GIVEN EXERCISE: Output everything from the start of the lines down to the line containing "95 L 31 121" as a two-column CSV with the columns `request` and `mask`. Give one row per request, with its text and its answer each in a single quoted field, replace line breaks with spaces, and leave out the pictures.

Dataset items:

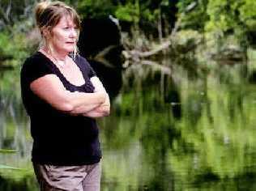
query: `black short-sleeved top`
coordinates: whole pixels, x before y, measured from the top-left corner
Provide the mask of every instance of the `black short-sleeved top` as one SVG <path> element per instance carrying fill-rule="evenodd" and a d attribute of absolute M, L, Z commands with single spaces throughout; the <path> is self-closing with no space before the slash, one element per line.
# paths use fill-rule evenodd
<path fill-rule="evenodd" d="M 95 72 L 81 56 L 76 56 L 74 61 L 85 81 L 79 87 L 69 83 L 58 68 L 41 52 L 28 57 L 22 66 L 21 95 L 31 121 L 33 162 L 53 165 L 83 165 L 97 163 L 101 158 L 99 129 L 95 119 L 60 112 L 30 89 L 30 83 L 35 79 L 46 74 L 55 74 L 66 89 L 71 92 L 93 92 L 94 87 L 90 78 L 96 74 Z"/>

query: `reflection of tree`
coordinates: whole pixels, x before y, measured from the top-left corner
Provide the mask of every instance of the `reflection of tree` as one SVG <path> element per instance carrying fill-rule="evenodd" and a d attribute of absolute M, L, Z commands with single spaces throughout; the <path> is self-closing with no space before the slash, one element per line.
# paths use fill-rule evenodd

THE RESULT:
request,mask
"query: `black short-sleeved top` coordinates: whole pixels, x before y, measured from the top-left corner Provide the mask of every instance of the `black short-sleeved top` as one SVG <path> element per instance carrying fill-rule=""evenodd"" and a d attribute of absolute M, L, Z commands with single spaces throughout; the <path> is self-closing with no space before the slash, one element per line. # paths use fill-rule evenodd","<path fill-rule=""evenodd"" d=""M 95 72 L 81 56 L 76 56 L 74 61 L 85 81 L 79 87 L 69 83 L 58 68 L 41 52 L 28 57 L 22 66 L 21 95 L 31 121 L 33 162 L 53 165 L 83 165 L 97 163 L 101 158 L 99 129 L 95 119 L 60 112 L 30 89 L 30 83 L 35 79 L 46 74 L 55 74 L 66 89 L 71 92 L 93 92 L 94 87 L 90 78 L 96 74 Z""/>"